Constance Dowling (July 24, 1920 – October 28, 1969) was an American model turned actress of the 1940s and 1950s.

==Early life and career==
Born in New York City, Dowling was a model and chorus girl before moving to California in 1943. She had two brothers, Richard Dowling and Robert Smith Dowling, and was the elder sister of actress Doris Dowling. She attended Wadleigh High School for Girls in New York City.

Dowling was a dancer at the Paradise nightclub in New York City, a job that she obtained by lying about her age to her employer and lying about the job to her mother.

==Stage==
Prior to her move to Hollywood, she appeared in several Broadway productions, including Quiet City, Liliom, Panama Hattie (with sister Doris), Hold On To Your Hats, and The Strings, My Lord, Are False.

==Film==
Dowling—promoted by press agents of producer Samuel Goldwyn as three-dimensional ("she can sing, she can dance and she can act")—began her screen career appearing in Up in Arms (1944) for Samuel Goldwyn. At the time, newspaper columnist Sheilah Graham reported that Danny Kaye "was hoping for a big movie name to star opposite him ... but boss Sam Goldwyn thinks otherwise and has signed" Dowling. In the same year, she appeared opposite Nelson Eddy in Knickerbocker Holiday,

In 1946, newspaper columnist Hedda Hopper reported that Dowling had signed a long-term contract with Eagle-Lion Films. Soon after having appeared in The Well-Groomed Bride (1946) and Black Angel (1946), she was loaned to Columbia Pictures to appear in Boston Blackie and the Law.

Dowling lived in Italy in 1947 through 1950 and appeared in several Italian films. Dowling returned to Hollywood in the 1950s and landed a part in the sci-fi film Gog, her last film.

PROVIDED MATERIAL
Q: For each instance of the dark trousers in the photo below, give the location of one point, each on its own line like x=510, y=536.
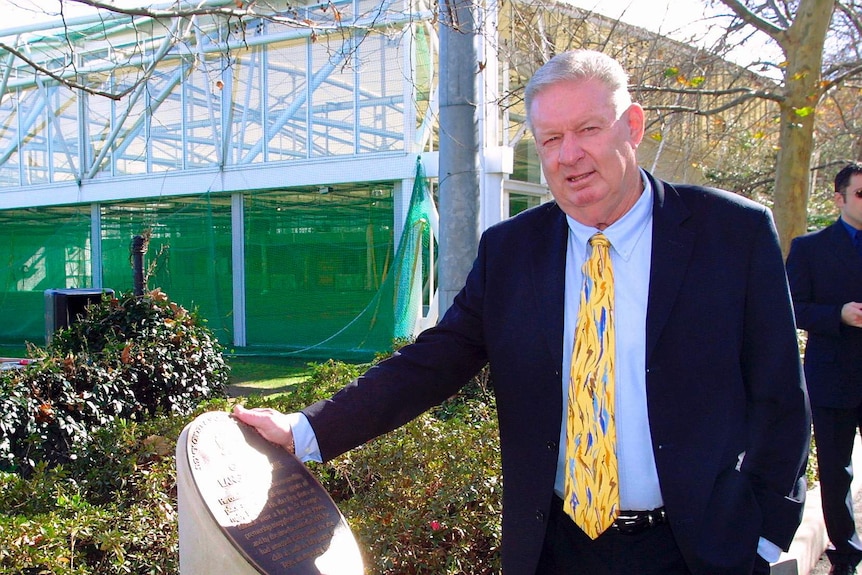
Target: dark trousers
x=568, y=551
x=834, y=432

TO DO
Answer these from the Constance Dowling biography:
1. What high school did Dowling attend?
2. In which Broadway production did she appear with her sister Doris?
3. Which studio was she loaned to for Boston Blackie and the Law?
The data above comes from a different source than the Constance Dowling biography.

FINISHED TASK
1. Wadleigh High School for Girls in New York City
2. Panama Hattie
3. Columbia Pictures